## Goal
Could you write out every record below exactly, leaving out any pictures?

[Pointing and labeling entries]

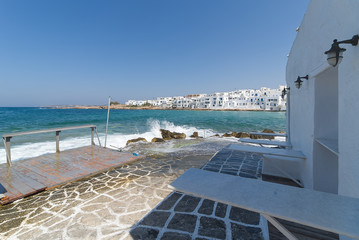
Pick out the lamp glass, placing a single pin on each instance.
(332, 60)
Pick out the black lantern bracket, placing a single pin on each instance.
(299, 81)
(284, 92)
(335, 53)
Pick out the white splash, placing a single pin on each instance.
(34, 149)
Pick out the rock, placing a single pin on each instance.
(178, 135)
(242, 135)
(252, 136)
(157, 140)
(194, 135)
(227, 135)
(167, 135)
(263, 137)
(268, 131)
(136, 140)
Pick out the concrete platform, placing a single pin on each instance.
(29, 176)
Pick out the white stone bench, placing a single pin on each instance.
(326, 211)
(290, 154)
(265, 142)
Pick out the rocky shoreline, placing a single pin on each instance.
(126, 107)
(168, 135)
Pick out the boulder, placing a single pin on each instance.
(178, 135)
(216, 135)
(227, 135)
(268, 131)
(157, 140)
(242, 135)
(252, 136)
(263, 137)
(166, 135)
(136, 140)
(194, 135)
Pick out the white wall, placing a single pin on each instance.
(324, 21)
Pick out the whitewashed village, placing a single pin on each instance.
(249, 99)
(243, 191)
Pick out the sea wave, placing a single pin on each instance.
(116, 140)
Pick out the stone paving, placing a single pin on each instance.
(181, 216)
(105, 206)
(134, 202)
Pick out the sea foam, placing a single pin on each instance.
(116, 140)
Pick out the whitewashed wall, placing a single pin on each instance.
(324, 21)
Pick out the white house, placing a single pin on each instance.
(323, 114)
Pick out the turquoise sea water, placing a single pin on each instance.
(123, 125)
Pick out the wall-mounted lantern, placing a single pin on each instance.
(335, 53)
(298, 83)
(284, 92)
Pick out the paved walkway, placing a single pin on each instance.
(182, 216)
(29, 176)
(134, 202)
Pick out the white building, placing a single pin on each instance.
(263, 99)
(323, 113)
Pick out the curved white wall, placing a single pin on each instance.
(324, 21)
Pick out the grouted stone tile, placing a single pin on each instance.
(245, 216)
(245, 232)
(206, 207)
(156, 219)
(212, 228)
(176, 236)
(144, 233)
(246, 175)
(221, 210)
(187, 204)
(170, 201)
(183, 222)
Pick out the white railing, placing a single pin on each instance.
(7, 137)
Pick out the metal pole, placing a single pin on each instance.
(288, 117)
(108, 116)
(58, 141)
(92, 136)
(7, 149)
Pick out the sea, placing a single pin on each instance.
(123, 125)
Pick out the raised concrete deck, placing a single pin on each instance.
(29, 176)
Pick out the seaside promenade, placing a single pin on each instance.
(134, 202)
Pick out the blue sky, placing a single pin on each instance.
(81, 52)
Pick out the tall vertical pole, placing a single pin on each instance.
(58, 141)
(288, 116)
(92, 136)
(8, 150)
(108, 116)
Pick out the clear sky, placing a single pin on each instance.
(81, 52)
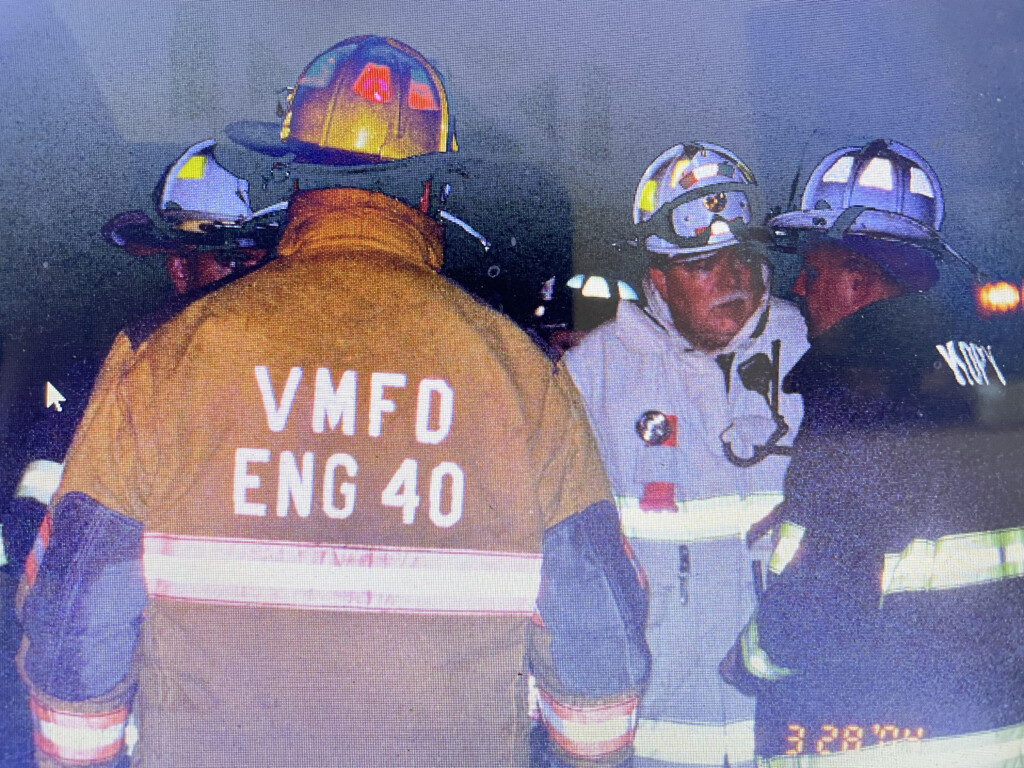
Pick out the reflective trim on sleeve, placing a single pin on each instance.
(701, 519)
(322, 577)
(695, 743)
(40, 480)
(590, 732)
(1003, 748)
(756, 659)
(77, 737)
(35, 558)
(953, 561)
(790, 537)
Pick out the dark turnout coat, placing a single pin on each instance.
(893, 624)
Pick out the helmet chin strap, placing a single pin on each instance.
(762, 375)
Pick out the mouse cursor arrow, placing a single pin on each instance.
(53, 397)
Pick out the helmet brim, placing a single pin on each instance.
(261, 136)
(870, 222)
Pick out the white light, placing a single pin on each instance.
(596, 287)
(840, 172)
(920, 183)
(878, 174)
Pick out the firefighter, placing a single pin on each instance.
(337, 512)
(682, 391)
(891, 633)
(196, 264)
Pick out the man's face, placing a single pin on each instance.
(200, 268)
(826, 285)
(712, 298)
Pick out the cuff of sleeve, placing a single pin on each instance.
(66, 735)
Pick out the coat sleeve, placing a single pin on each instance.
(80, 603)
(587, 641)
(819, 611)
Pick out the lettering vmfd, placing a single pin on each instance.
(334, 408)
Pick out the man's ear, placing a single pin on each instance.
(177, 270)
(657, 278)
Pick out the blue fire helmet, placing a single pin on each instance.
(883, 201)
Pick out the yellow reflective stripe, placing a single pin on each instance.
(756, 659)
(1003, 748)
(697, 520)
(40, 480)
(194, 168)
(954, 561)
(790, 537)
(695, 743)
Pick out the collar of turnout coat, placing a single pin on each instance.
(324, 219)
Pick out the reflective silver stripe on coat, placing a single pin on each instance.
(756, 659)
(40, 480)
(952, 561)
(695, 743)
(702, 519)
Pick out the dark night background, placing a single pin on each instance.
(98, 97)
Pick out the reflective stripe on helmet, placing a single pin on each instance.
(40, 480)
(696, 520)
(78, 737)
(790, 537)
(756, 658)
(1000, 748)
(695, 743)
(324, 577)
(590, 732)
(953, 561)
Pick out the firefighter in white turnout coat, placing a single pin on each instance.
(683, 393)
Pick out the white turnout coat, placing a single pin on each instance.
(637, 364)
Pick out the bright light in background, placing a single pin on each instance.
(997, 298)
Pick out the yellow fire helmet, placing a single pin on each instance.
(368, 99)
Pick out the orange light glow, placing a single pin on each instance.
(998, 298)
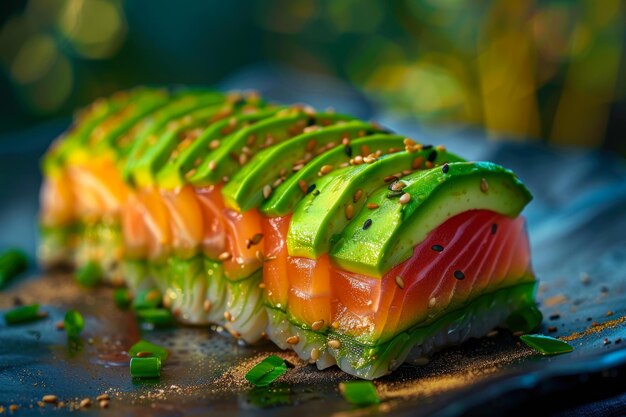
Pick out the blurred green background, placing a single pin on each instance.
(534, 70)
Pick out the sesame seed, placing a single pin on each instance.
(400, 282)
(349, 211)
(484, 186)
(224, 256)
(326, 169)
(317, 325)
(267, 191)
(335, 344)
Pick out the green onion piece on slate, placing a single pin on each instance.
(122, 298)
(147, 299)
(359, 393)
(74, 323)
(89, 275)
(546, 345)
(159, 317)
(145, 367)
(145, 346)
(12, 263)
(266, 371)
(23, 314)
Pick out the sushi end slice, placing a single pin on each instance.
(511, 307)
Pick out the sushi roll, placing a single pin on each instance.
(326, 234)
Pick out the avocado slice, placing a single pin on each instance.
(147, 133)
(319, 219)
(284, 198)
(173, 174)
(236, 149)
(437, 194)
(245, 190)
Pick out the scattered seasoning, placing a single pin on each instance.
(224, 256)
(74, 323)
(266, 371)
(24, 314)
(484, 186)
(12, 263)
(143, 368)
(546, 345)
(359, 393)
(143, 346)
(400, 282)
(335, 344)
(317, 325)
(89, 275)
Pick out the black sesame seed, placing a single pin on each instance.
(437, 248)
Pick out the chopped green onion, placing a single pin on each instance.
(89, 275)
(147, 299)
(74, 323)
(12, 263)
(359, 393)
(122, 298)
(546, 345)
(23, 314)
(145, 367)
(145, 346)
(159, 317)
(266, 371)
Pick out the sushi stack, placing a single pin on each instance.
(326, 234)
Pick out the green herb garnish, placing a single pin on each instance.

## Task output
Pick out the lamp glass, placing a single pin on each instance.
(332, 60)
Pick out the black lantern bracket, placing a single pin on each instance.
(299, 81)
(284, 92)
(335, 53)
Pick out the white splash, placing a single pin on each instance.
(34, 149)
Pick out the rock, placing a single pin on each instance.
(178, 135)
(242, 135)
(252, 136)
(157, 140)
(194, 135)
(227, 135)
(167, 135)
(263, 137)
(268, 131)
(136, 140)
Pick out the concrete platform, placing a single pin on each instance.
(29, 176)
Pick out the white stone bench, placing a single pin on each instance.
(326, 211)
(290, 154)
(265, 142)
Pick out the rocky shoreline, placing a single pin on each instance.
(126, 107)
(168, 135)
Pick out the boulder, placing a single pin on each instance.
(178, 135)
(216, 135)
(227, 135)
(268, 131)
(157, 140)
(242, 135)
(252, 136)
(263, 137)
(166, 135)
(136, 140)
(194, 135)
Pick out the white wall, placing a single pin on each instance.
(324, 21)
Pick out the whitewashed village, placing a single pin on each instance.
(249, 99)
(243, 191)
Pick out the sea wave, placing a single pin on each instance.
(116, 140)
Pick out the stone paving, placing a single pin on each instance.
(181, 216)
(105, 206)
(134, 202)
Pick out the sea foam, placing a single pin on each instance.
(116, 140)
Pick out the whitewashed wall, placing a single pin on each instance.
(324, 21)
Pick out the white house, placing a single pin on each instance.
(323, 114)
Pick out the turquoise sea water, placing a single pin on each instance.
(123, 125)
Pick out the wall-mounted lantern, placing a single pin on each instance.
(335, 53)
(298, 83)
(284, 92)
Pick out the paved walkway, placing a single pin on each instance.
(182, 216)
(29, 176)
(134, 202)
Pick out the white building, placing a single pin on each instance.
(263, 99)
(323, 113)
Pick out the curved white wall, placing a single pin on each instance.
(324, 21)
Pick out the grouted stone tile, placing a single pin on each instance.
(245, 216)
(245, 232)
(206, 207)
(156, 219)
(212, 228)
(176, 236)
(144, 233)
(246, 175)
(221, 210)
(187, 204)
(170, 201)
(183, 222)
Pick out the white railing, placing a single pin on each instance.
(7, 137)
Pick out the metal pole, placing a single pin on each instance.
(288, 117)
(108, 116)
(58, 141)
(92, 136)
(7, 149)
Pick out the sea, placing a single pin on each instance.
(123, 125)
Pick out the raised concrete deck, placing a single pin on each instance.
(29, 176)
Pick out the seaside promenade, placing a single pin on each instance.
(134, 202)
Pick out the blue sky, placing a single pin on each instance.
(81, 52)
Pick out the tall vertical pole, placing a single pin on each instance.
(58, 141)
(288, 116)
(92, 136)
(8, 150)
(108, 116)
Pick out the clear sky, placing a single pin on each instance.
(81, 52)
Pick out the reflective trim on sleeve, placing a single pin on each instance.
(701, 519)
(322, 577)
(695, 743)
(40, 480)
(590, 732)
(1003, 748)
(756, 659)
(77, 737)
(35, 558)
(953, 561)
(790, 537)
Pick out the dark turnout coat, placing a single pin on each instance.
(893, 624)
Pick out the helmet chin strap, placing a single pin on each instance.
(762, 375)
Pick out the mouse cursor arrow, placing a single pin on each instance.
(53, 397)
Pick out the helmet brim, placing a single pin on each instance.
(261, 136)
(870, 222)
Pick out the white light, placing a single pin on each instance.
(596, 287)
(840, 172)
(920, 183)
(878, 174)
Pick out the firefighter, placing a single pin on each instance.
(337, 512)
(682, 391)
(891, 633)
(196, 264)
Pick out the man's face, placing a single pin on each instance.
(200, 268)
(826, 285)
(712, 298)
Pick out the cuff of sleeve, placing a single pin on each instance.
(66, 735)
Pick out the coat sleeve, placing a single pin on each instance.
(80, 603)
(587, 641)
(819, 611)
Pick out the lettering vmfd, placing a single pin on each instance.
(334, 408)
Pick out the man's ear, placing a single pin on each instance.
(177, 270)
(657, 278)
Pick out the blue fire helmet, placing a single pin on each instance.
(883, 201)
Pick out the yellow reflective stripe, placing a single pin on each instance.
(756, 659)
(1003, 748)
(697, 520)
(40, 480)
(194, 168)
(954, 561)
(790, 537)
(695, 743)
Pick out the collar of turnout coat, placing a single pin on each instance.
(324, 219)
Pick out the reflective silver stripe on coat, placing a single pin on each instance.
(756, 659)
(40, 480)
(952, 561)
(695, 743)
(702, 519)
Pick out the dark night background, placing a single pin on each instance.
(98, 97)
Pick out the reflective stripe on helmet, placing a single pin on each instance.
(40, 480)
(696, 520)
(78, 737)
(790, 537)
(756, 658)
(1000, 748)
(695, 743)
(324, 577)
(590, 732)
(953, 561)
Pick out the firefighter in white turnout coat, placing a single pin on each instance.
(683, 393)
Pick out the white turnout coat, placing a single pin on each instance.
(637, 364)
Pick out the bright light in background, placing a single pin on each instance.
(997, 298)
Pick out the yellow fire helmet, placing a single pin on each instance.
(368, 99)
Pick out the orange light glow, placing a single pin on each instance.
(998, 298)
Pick out the blurred green background, placing a single pin on each instance.
(534, 70)
Pick out the sesame seed, placing a single pin on each instance.
(400, 282)
(349, 211)
(484, 186)
(224, 256)
(326, 169)
(317, 325)
(267, 191)
(335, 344)
Pick out the green onion piece on slate, placing a single pin on each instance.
(122, 298)
(147, 299)
(359, 393)
(74, 323)
(89, 275)
(546, 345)
(159, 317)
(145, 367)
(145, 346)
(12, 263)
(266, 371)
(23, 314)
Pick out the sushi end slice, placing a single pin on each instance.
(511, 307)
Pick out the sushi roll, placing a single pin on each instance.
(326, 234)
Pick out the avocado slice, placing a single pin on each instance.
(147, 133)
(319, 219)
(284, 198)
(173, 174)
(236, 149)
(437, 194)
(245, 190)
Pick out the scattered seasoning, placing a single pin on each instance.
(224, 256)
(74, 323)
(266, 371)
(24, 314)
(484, 186)
(12, 263)
(143, 368)
(546, 345)
(359, 393)
(143, 346)
(400, 282)
(335, 344)
(317, 325)
(89, 275)
Pick out the black sesame seed, placing a single pin on each instance.
(437, 248)
Pick out the chopped green onion, placing a single pin on each instance.
(89, 275)
(147, 299)
(74, 323)
(12, 263)
(359, 393)
(122, 298)
(546, 345)
(23, 314)
(145, 367)
(145, 346)
(159, 317)
(266, 371)
Pick out the sushi stack, placing a single pin on each instance.
(326, 234)
Pick out the green herb garnish, placing a single pin on each instance.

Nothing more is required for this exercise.